_What is asked_:
Rewrite every line of the records below as a JSON list of strings, one string per line, with blank lines left out. Leave the pictures out.

_Supplied information_:
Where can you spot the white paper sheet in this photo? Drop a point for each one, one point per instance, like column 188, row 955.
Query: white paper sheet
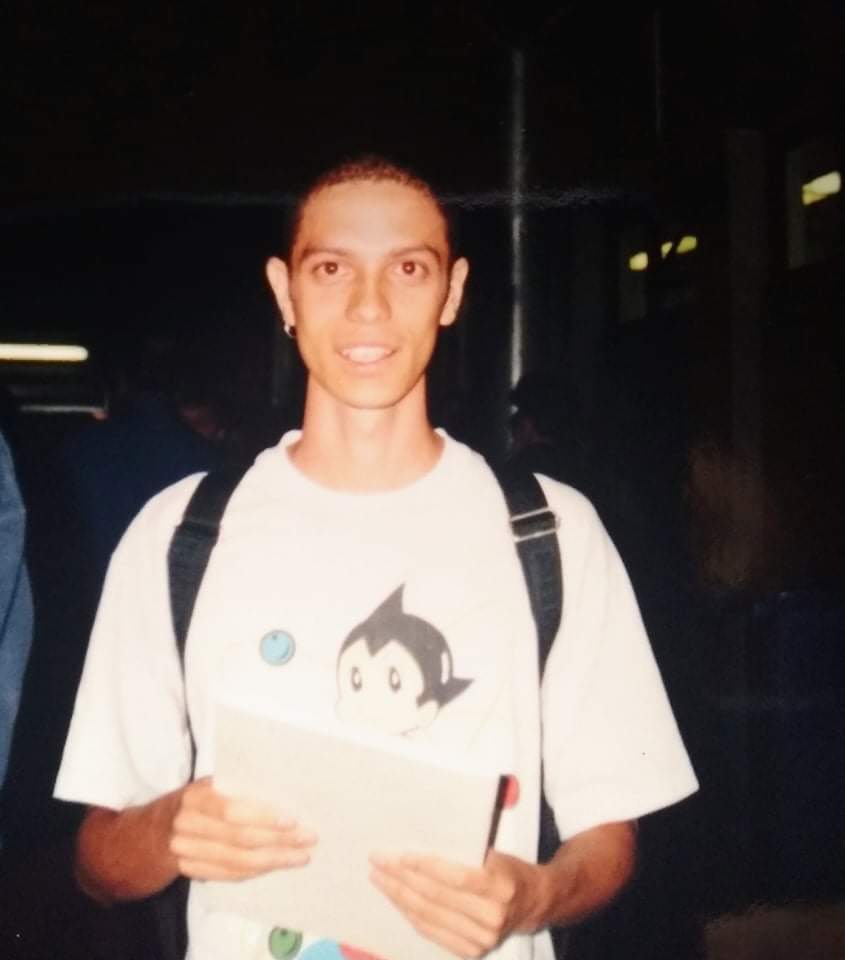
column 360, row 796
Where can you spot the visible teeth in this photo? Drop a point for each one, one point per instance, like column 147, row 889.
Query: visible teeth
column 365, row 354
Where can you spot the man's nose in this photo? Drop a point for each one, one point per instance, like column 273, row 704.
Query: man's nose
column 369, row 303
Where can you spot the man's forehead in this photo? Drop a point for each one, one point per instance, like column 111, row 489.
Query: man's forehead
column 371, row 214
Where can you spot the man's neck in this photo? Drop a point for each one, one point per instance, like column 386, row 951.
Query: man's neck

_Exercise output_:
[
  "Where can you spot the white paper sheet in this photo? Drop a point for each one, one point per instance, like column 188, row 955.",
  "Query: white paper sheet",
  "column 360, row 796",
  "Where can you spot the visible teeth in this photo? Drop a point for each one, one point per instance, like column 147, row 889.",
  "Query: visible teeth",
  "column 365, row 354",
  "Where can you spot the man's nose in this photo? Drop a point for each one, one point per instance, like column 273, row 704.",
  "Query: man's nose",
  "column 369, row 303",
  "Where can you spot the man's forehead in this photo? Drop a point for each one, one point per instance, like column 111, row 489.",
  "Query: man's forehead",
  "column 371, row 214",
  "Where can you spot the man's neck in this photo? Drop a point for each one, one point per instance, like column 386, row 951.",
  "Query: man's neck"
]